> Document text
** BEGIN **

MIEARS, Photo: Arturo Olmos
It doesn’t feel like four years, but four years ago I caught this synth pop band downstairs at Fitzgerald’s, and I was pretty impressed with how they seemed to understand what they were doing, especially after hearing it was one of the first shows. It wouldn’t be long before everyone knew who BLSHS was and after multiple festival sets, performances outside of Texas, and two albums, it seemed like the band was well on their way to something larger than the members themselves. However, what few people knew at the time, was that no matter what the band had in-store for the future, there was definitely going to be a solo release from the band’s lead singer, Michelle Miears. While the band worked on what would become last year’s Hold On, Miears had already started work on a solo album of her own while the group sorted out what would turn out to be the long process of mixing the album. The end result, Who Will Save You?, is a mix of dark and brooding undertones mixed with the subtle synthesized notes that BLSHS so catchy. On the verge of the album’s release, Free Press Houston sat down with MIEARS to talk about how these songs came to be while learning how much time and work went into them seeing the light of day.
Free Press Houston: You’re from Houston, right?
MIchelle Miears: I was actually born in Lubbock and raised in Dallas, but I moved here to Houston about eight years ago.
FPH: I know that the three of you in BLSHS all come from different places, how did you guys form BLSHS in the beginning?

** END **

Point labeling listing:

** BEGIN **

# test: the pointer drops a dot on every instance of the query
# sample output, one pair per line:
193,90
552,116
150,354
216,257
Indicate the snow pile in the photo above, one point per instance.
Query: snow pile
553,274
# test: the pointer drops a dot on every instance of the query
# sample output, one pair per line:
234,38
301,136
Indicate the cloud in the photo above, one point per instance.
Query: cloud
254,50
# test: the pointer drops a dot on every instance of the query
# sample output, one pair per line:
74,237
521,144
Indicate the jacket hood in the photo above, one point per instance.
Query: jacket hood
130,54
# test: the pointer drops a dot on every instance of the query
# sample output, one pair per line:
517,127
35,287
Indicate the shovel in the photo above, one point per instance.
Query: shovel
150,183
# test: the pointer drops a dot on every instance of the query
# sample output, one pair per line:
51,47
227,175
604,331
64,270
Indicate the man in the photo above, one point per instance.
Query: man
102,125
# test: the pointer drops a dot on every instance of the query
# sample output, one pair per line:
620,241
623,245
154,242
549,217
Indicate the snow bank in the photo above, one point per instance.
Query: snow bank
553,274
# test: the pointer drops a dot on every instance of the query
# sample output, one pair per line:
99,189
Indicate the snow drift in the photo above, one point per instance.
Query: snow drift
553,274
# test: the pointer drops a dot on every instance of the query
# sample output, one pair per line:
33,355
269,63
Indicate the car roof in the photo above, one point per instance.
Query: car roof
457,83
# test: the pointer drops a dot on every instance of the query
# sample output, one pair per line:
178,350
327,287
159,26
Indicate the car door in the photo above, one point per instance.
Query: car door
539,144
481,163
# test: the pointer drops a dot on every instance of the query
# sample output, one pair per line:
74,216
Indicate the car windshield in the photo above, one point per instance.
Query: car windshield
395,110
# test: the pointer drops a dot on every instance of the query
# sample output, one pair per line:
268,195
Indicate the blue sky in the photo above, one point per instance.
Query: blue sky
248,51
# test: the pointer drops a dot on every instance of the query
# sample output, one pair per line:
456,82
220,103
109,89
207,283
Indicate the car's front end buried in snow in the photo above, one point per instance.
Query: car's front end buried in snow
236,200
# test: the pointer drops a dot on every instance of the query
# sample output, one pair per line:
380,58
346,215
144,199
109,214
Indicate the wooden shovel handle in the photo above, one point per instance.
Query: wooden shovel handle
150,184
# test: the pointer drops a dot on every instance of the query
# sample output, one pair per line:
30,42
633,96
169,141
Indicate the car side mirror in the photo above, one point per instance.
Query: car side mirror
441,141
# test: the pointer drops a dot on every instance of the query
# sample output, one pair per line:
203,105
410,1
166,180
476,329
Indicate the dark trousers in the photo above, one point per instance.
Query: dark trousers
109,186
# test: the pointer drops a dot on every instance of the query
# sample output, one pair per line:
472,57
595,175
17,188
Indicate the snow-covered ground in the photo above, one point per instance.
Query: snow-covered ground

** END **

> Tasks
**1.** Answer these questions using the MIEARS interview above.
(a) In which city was Michelle Miears born?
(b) What is the title of the MIEARS solo album?
(c) What was the title of the BLSHS album released last year?
**2.** Transcribe the part of the MIEARS interview between "MIchelle Miears: I" and "in the beginning?", inclusive.
**3.** Pick up the MIEARS interview after its final line above and write what comes next.

> Outputs in order
**1.**
(a) Lubbock
(b) Who Will Save You?
(c) Hold On

**2.**
MIchelle Miears: I was actually born in Lubbock and raised in Dallas, but I moved here to Houston about eight years ago.
FPH: I know that the three of you in BLSHS all come from different places, how did you guys form BLSHS in the beginning?

**3.**
MIEARS: Rick (Carruth) and Chris (Gore) worked together in graphic design, and they already had a band with Ian from Rose Quartz. Chris was looking for a female vocalist for his project Recovery Room, and through a music teacher, I actually first spoke to him via Facebook messenger. I invited him to come out and watch me at an open mic and he came out and we clicked. We started the band a week later, and they had the name Blushes already. But, because there was another band with the name, we took out the vowels and met at a Teel show at SXSW and I got the demo of “Just Wait.” In March of 2013 we played our first show together at Fitzgerald’s. I think the fact that everyone at Pegstar saw us early really helped us get going.
FPH: The two albums, the shows at CMJ and outside of town, all of the steam the band had built up; was it hard to place that aside?
MIEARS: Yeah, I was heartbroken when it happened. I love to be active and when it slowed down, it was difficult. I took that time as a hard period where I felt empty musically when we weren’t really playing live. The comradery of performing and working together. I think that because I had learned so much from Chris about how the industry works and operates, and how things go when a band slows things down, stopping was very hard.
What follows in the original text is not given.